→ Verilen metin
-------
MUSTAFA DEMİR (Devamla) - Burada konuşulanların hepsini duyunca o aklıma geliyor. Nükleer santrallere karşıydık, tamam ve AK PARTİ gelene kadar gerçekleşmedi bu. Ama ne kadar büyük bir acıdır; ne, biliyor musunuz? Fransa'nın elektrik üretiminin yüzde 65'i nükleer santralden elde ediliyor, birinci derece sanayi üretimlerinin yüzde 35'i yine nükleer santrallerden elde edilen enerjiyle oluyor ve üstelik de kural koyanlar ne yaptılar biliyor musunuz? Nükleer santrali "karbon emisyonu sıfır temiz enerji" olarak kabul ettiler.
Şimdi, Türkiye'nin geçmişine baktığımızda nükleer santralden bizi mahrum bırakan şu kırk yıllık geçmişe ne diyeceğiz? Ta AK PARTİ gelecek, ta işte Cumhurbaşkanı Recep Tayyip Erdoğan gelecek...
-------
(Nesne konumlarına ilişkin veri kümesi kayıtları)
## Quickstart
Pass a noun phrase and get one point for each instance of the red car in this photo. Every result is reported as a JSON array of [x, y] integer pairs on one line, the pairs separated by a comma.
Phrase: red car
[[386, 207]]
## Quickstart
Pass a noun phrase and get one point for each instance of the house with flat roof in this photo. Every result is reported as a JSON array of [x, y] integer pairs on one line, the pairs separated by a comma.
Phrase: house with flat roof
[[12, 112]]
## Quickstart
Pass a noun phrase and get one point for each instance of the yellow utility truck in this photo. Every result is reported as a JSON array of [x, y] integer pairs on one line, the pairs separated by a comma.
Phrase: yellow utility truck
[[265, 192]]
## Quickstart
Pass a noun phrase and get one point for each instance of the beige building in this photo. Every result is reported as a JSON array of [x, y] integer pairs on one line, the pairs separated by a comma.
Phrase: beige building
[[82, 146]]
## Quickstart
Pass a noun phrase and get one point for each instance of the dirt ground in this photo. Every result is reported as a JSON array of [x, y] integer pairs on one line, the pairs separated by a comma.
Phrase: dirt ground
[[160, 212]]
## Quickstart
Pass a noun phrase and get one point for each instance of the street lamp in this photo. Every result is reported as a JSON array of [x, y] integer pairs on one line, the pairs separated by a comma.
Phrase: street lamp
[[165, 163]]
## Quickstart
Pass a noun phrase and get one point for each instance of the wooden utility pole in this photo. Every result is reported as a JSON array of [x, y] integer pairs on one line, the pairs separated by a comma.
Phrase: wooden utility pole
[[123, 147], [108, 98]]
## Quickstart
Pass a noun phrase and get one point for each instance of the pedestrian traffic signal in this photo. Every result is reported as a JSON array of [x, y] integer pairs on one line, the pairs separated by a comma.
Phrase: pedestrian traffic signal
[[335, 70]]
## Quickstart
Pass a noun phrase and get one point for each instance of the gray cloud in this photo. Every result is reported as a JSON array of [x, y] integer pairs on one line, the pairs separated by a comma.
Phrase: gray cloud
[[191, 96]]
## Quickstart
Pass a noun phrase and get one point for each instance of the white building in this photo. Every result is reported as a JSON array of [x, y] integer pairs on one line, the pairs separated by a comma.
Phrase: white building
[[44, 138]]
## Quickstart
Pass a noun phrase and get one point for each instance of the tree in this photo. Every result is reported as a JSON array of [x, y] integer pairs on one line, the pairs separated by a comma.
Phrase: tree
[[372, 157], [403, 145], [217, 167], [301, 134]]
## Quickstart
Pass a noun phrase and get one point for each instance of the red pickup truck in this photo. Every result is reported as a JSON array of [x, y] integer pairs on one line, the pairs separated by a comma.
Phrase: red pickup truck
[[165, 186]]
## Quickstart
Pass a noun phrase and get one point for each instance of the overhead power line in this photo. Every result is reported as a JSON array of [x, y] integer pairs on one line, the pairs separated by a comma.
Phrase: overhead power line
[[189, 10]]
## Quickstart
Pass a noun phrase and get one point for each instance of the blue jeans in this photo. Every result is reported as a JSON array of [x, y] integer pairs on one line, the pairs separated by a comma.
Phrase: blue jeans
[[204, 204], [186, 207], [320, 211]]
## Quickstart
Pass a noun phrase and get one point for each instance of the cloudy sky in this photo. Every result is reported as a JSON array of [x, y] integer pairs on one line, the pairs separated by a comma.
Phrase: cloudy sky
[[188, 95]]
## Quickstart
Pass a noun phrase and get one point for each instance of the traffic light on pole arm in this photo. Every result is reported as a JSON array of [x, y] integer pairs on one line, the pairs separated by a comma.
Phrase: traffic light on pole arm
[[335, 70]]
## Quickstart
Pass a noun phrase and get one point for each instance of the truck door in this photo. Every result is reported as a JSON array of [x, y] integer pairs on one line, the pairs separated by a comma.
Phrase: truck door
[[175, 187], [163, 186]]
-------
→ Görev 1
Nükleer santrallerle ilgili konuşmada konuşmacı "ne kadar büyük bir acıdır" dedikten sonra hangi gerekçeleri sıralıyor? Bir ila üç cümleyle açıklayın.
→ Görev 2
Nükleer santrallerle ilgili konuşmada "MUSTAFA DEMİR (Devamla) - Burada konuşulanların" diye başlayan paragrafı, ana bilgilerini koruyarak kısa bir madde listesine dönüştürün.
→ Görev 3
Nükleer santrallerle ilgili konuşmaya göre aşağıdaki soruları cevaplayın:
(a) Fransa'nın elektrik üretiminin yüzde kaçı nükleer santrallerden elde ediliyor?
(b) Birinci derece sanayi üretimlerinin yüzde kaçı nükleer enerjiyle yapılıyor?
(c) Konuşmacı, Türkiye'yi nükleer santralden mahrum bırakan geçmişi kaç yıllık olarak anıyor?

→ Çözümlü cevap 1
Konuşmacı, Fransa'da elektrik üretiminin yüzde 65'inin nükleer santrallerden elde edildiğini ve birinci derece sanayi üretiminin yüzde 35'inin yine nükleer enerjiyle yapıldığını belirtiyor. Buna ek olarak, kural koyanların nükleer santrali "karbon emisyonu sıfır temiz enerji" olarak kabul ettiğini söylüyor.

→ Çözümlü cevap 2
- Konuşmacı, burada konuşulanları duyunca aklına bir şey geldiğini söylüyor.
- Nükleer santrallere karşı olunduğunu ve AK PARTİ gelene kadar bunun gerçekleşmediğini belirtiyor.
- Fransa'da elektrik üretiminin %65'i nükleer santrallerden elde ediliyor.
- Birinci derece sanayi üretiminin %35'i nükleer enerjiyle yapılıyor.
- Kural koyanlar nükleer santrali "karbon emisyonu sıfır temiz enerji" olarak kabul etti ve konuşmacı bu durumu büyük bir acı olarak niteliyor.

→ Çözümlü cevap 3
(a) Yüzde 65'i.
(b) Yüzde 35'i.
(c) Kırk yıllık.